Benvenuti negli anni dell’influenza diffusa, nei quali ognuno può intercettare la propria tribù e schierarla per promuovere un’idea, una visione, un brand. Perché in fondo siamo tutti a caccia di “persone come noi”. Autentiche, empatiche, semplici. Persone comuni che diventano influencer, o meglio nano-influencer, testimonial della porta accanto e generatori di attenzione e valore per grandi e piccoli brand. «Oggi le marche si rivolgono alle persone comuni. E i nano-influencer sono persone comuni ma più specializzate, più fidate, più efficaci. Sono più facili da gestire per le marche e hanno un impatto meno rilevante sul conto economico delle campagne. D’altronde è più probabile prenotare una vacanza su suggerimento di un amico che di qualche celebrità», ha scritto Richard Godwin sul Guardian.
Autentici, competenti, coerenti con la linea narrativa della marca. Nano è meglio. Perché la fiducia si rafforza con una relazione più disintermediata. Per Forbes l’82% dei consumatori di un brand è più propenso a seguire una raccomandazione di un nano-influencer, rendendo le campagne sei volte più efficaci per engagement rispetto al coinvolgimento dei top. Lo ha certificato anche Ipsos con una ricerca realizzata con Flu, startup innovativa di influencer marketing: quasi 2 utenti su 3 (62%) sono propensi a comprare prodotti e servizi dopo averli visti da un nano-influencer. E gran parte di questi clienti (76%) acquista nel tempo, lontano da logiche di impulso.
Il pasticcere diventa testimonial
La ricetta per diventare nano-influencer arriva anche da un pasticcere veneto. Saper fare e far sapere, in giro per il mondo. Questa è la storia dell’azienda dolciaria fondata nel 1938 dalla famiglia Loison e rilevata da Dario nel 1992. Siamo a Costabissara, settemila anime nell’hinterland vicentino. Oggi l’impresa ha 30 dipendenti, fattura 9 milioni di euro e vende in 50 Paesi del mondo. «Nonno Tranquillo aveva aperto un laboratorio di panificazione, poi papà Alessandro nel ’69 ha iniziato a fare torte. All’epoca si guadagnava di più con questo prodotto perché il pane era calmierato», mi ha raccontato Dario Loison, 56enne di Vicenza, terza generazione alla guida dell’azienda e pioniere del web. «Sin da giovane ho iniziato a girare il mondo. Questo mi è stato utilissimo quando a febbraio del 1996 ho aperto il mio primo sito Internet. Ricordo la prima vendita importante: 600 panettoni spediti in Svezia, acquistati da un’associazione di italiani residenti a Örebro, cittadina nella Svezia centrale.» Da quella prima vendita Dario ha capito subito l’importanza di Internet: «Siamo piccoli, ma siamo una “no-sleeping company”», precisa con orgoglio.

▶ [DATI MOSTRATI]:
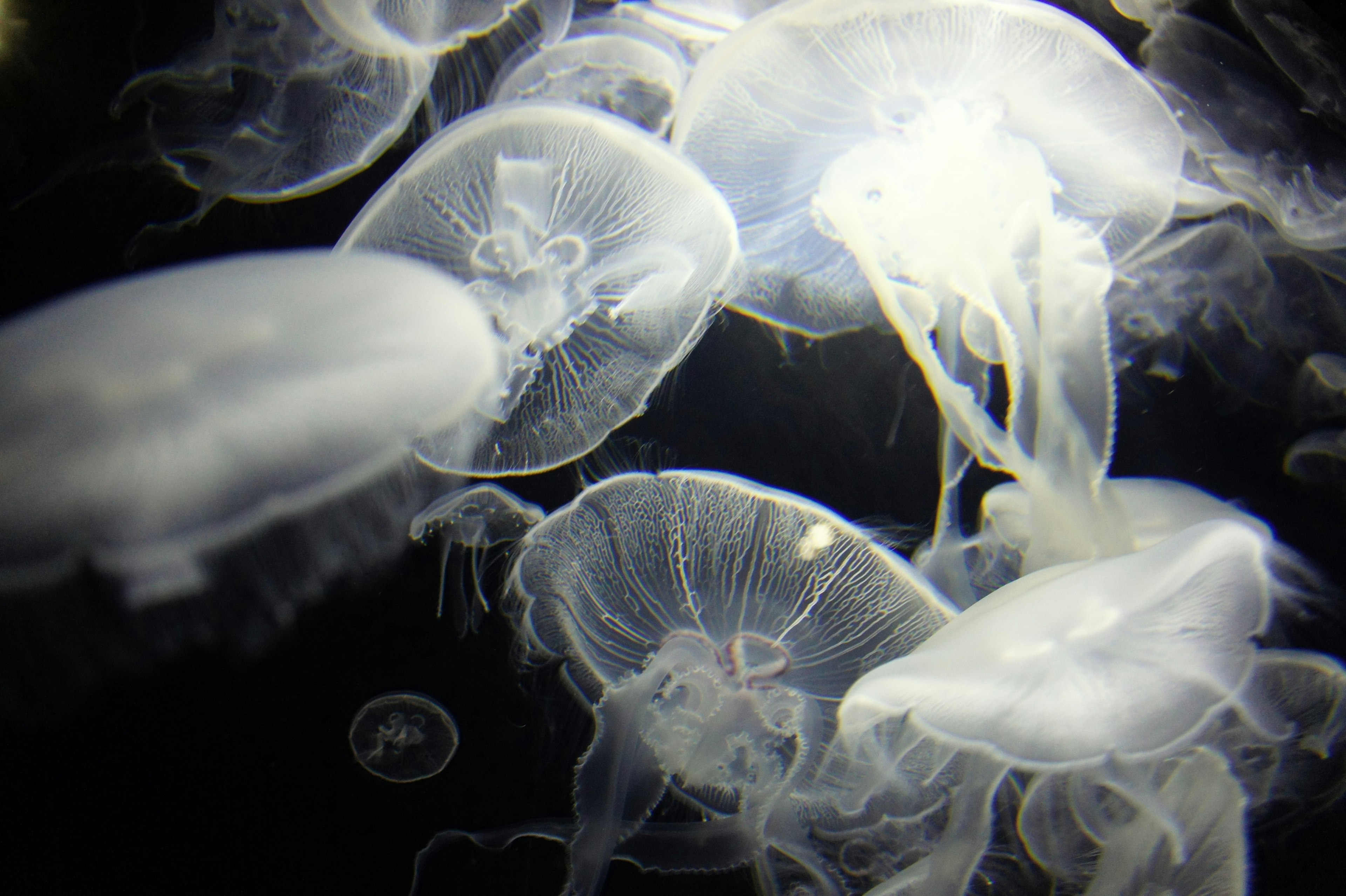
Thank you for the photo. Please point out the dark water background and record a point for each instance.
(227, 772)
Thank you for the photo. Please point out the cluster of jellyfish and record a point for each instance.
(1094, 680)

▶ [CONSEGNA]: Secondo il testo sui nano-influencer, in quale mese e anno Dario Loison ha aperto il suo primo sito Internet? Rispondi per favore con una sola frase.

▶ [SOLUZIONE]: Dario Loison ha aperto il suo primo sito Internet a febbraio del 1996.